TEXTO DE LECTURA
Sol, el cole... y los libros.

En inglés, existe la expresión “get me through”, que significa que algo “me ha sacado adelante”; pero a mí me gusta mucho más la traducción literal, algo “me ha llevado a través”. Los libros me “llevaron a través” del maltrato escolar (qué innecesario se me hace llamarlo “bullying”, como si se tratara de un fenómeno ajeno al que hemos de darle nombre en otra lengua); porque todavía no sé si ya estoy “adelante”, pero “a través” sí que pasé, estoy vivita y coleado a mis veinte años para veintiuno.

Y es que yo sé perfectamente que, de pequeña, la infelicidad y, me atrevería a decir incluso, la depresión ya enraizaban en lo más hondo de mi ser. Mucho antes del colegio, quiero decir; por las noches me echaba a llorar silenciosamente en la cama imaginándome la muerte de mis padres, que me dejaría huérfana a tan temprana edad. En la guardería, me costaba relacionarme con los otros niños y prefería relacionarme con las profesoras. ¿Genética o un entorno del que apenas conservo recuerdos, claro, puesto que era tan pequeña?

REGISTROS EXTRAÍDOS
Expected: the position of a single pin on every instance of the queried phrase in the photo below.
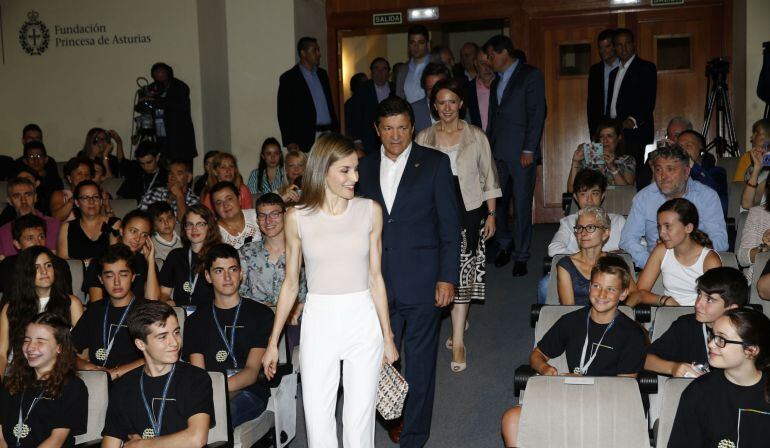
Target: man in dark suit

---

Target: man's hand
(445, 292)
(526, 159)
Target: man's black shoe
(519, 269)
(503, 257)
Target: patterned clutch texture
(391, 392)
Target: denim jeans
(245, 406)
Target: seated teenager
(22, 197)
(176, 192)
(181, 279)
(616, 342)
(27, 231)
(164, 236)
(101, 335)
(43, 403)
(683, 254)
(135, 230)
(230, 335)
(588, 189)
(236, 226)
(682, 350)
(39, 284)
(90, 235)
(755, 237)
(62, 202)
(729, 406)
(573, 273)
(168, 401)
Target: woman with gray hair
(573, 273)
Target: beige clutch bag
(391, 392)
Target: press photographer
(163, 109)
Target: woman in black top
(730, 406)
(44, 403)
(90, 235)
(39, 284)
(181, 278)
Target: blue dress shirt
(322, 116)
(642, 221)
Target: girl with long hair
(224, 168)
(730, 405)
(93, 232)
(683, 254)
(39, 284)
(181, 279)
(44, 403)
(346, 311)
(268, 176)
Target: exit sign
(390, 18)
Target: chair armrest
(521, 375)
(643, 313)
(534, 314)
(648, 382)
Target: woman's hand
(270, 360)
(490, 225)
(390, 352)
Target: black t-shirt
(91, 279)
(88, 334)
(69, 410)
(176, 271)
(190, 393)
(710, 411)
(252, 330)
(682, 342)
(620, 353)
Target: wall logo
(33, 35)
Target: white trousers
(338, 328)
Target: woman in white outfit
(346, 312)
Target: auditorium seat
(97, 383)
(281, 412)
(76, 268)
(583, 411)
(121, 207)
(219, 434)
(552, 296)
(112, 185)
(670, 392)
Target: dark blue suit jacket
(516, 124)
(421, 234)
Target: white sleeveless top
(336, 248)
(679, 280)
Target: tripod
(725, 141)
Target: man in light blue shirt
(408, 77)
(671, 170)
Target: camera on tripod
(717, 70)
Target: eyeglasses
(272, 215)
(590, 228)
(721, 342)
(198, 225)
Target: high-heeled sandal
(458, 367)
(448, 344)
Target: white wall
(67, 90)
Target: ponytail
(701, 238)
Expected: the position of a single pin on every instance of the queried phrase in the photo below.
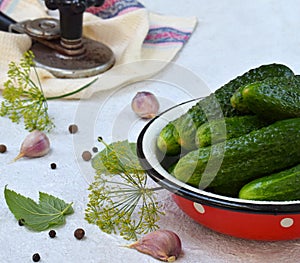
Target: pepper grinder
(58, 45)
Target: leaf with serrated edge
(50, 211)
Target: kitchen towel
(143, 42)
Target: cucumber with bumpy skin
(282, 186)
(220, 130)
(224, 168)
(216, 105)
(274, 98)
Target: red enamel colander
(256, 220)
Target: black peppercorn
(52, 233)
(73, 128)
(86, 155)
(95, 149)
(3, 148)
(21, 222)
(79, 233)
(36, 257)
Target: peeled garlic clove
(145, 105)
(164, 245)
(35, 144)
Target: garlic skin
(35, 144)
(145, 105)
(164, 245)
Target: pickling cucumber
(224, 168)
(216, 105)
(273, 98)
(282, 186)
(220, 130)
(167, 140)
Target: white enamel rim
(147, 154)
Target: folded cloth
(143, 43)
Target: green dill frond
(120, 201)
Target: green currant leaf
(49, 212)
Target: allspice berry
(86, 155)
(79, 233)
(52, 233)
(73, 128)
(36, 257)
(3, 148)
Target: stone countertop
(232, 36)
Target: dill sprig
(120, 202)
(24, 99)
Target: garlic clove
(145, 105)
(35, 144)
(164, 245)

SOLICITUDES
1. Reproduce completo el texto sobre los libros y el maltrato escolar, sin alterar nada.
2. Enumera cada línea de los registros que contenga la palabra "garlic". Ten en cuenta que se distinguen mayúsculas y minúsculas.

LAS RESPUESTAS
1.
Sol, el cole... y los libros.

En inglés, existe la expresión “get me through”, que significa que algo “me ha sacado adelante”; pero a mí me gusta mucho más la traducción literal, algo “me ha llevado a través”. Los libros me “llevaron a través” del maltrato escolar (qué innecesario se me hace llamarlo “bullying”, como si se tratara de un fenómeno ajeno al que hemos de darle nombre en otra lengua); porque todavía no sé si ya estoy “adelante”, pero “a través” sí que pasé, estoy vivita y coleado a mis veinte años para veintiuno.

Y es que yo sé perfectamente que, de pequeña, la infelicidad y, me atrevería a decir incluso, la depresión ya enraizaban en lo más hondo de mi ser. Mucho antes del colegio, quiero decir; por las noches me echaba a llorar silenciosamente en la cama imaginándome la muerte de mis padres, que me dejaría huérfana a tan temprana edad. En la guardería, me costaba relacionarme con los otros niños y prefería relacionarme con las profesoras. ¿Genética o un entorno del que apenas conservo recuerdos, claro, puesto que era tan pequeña?

2.
Target: peeled garlic clove
Target: garlic skin
Target: garlic clove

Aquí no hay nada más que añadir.